• What is being asked
Write out every line of the material below again, leaving out the picture. Add -36 to each x and y coordinate in the polygon outlines.

• Picture annotation records

▼▼▼

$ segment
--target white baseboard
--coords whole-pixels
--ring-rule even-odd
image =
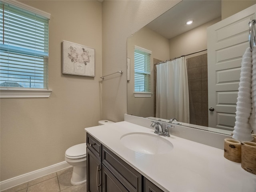
[[[70,165],[65,161],[2,181],[0,182],[0,191],[70,166]]]

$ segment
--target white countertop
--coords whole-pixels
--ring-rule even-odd
[[[152,129],[123,121],[85,130],[164,191],[256,192],[256,175],[224,158],[222,150],[159,136],[170,141],[173,149],[164,154],[145,154],[127,148],[120,138],[134,132],[155,134]]]

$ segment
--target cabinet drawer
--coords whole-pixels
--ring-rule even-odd
[[[102,162],[129,192],[141,192],[141,174],[102,146]]]
[[[94,137],[87,133],[86,134],[86,146],[92,153],[100,160],[101,156],[101,144]]]

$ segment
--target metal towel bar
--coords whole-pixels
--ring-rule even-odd
[[[117,72],[115,72],[114,73],[112,73],[111,74],[110,74],[109,75],[105,75],[104,76],[102,76],[102,77],[100,77],[100,78],[101,79],[104,79],[105,77],[106,77],[107,76],[110,76],[110,75],[113,75],[113,74],[115,74],[117,73],[120,73],[121,74],[123,74],[123,71],[118,71]]]
[[[255,46],[255,23],[256,20],[253,19],[249,22],[249,41],[250,42],[250,46],[251,48],[251,51]]]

▲▲▲

• Problem solution
$ segment
--target white baseboard
--coords whole-pixels
--ring-rule even-odd
image =
[[[34,129],[29,125],[-34,145],[-36,146],[-36,155],[34,130]]]

$ segment
--target white countertop
--coords whole-pixels
--ring-rule even-odd
[[[116,93],[87,85],[49,94],[128,155],[220,156],[220,139],[188,122],[186,114],[123,100],[134,105],[137,113],[128,118],[109,118],[91,112],[84,102],[98,96],[119,98]]]

$ segment
--target cabinet drawer
--coords whole-pixels
--ring-rule even-odd
[[[66,126],[93,156],[105,156],[105,138],[66,110]]]
[[[58,101],[51,97],[50,98],[50,110],[56,117],[64,124],[65,120],[65,108]]]

$ segment
--target metal towel bar
--coords whole-pixels
--ring-rule even-odd
[[[81,36],[79,36],[78,37],[76,37],[75,38],[74,38],[73,39],[69,39],[68,40],[66,40],[66,41],[64,41],[64,42],[65,43],[68,43],[69,41],[70,41],[71,40],[74,40],[74,39],[77,39],[77,38],[79,38],[81,37],[84,37],[85,38],[87,38],[87,35],[82,35]]]
[[[219,10],[219,-13],[220,-16],[217,-17],[213,-14],[213,5],[214,6],[214,10],[215,12],[215,15]]]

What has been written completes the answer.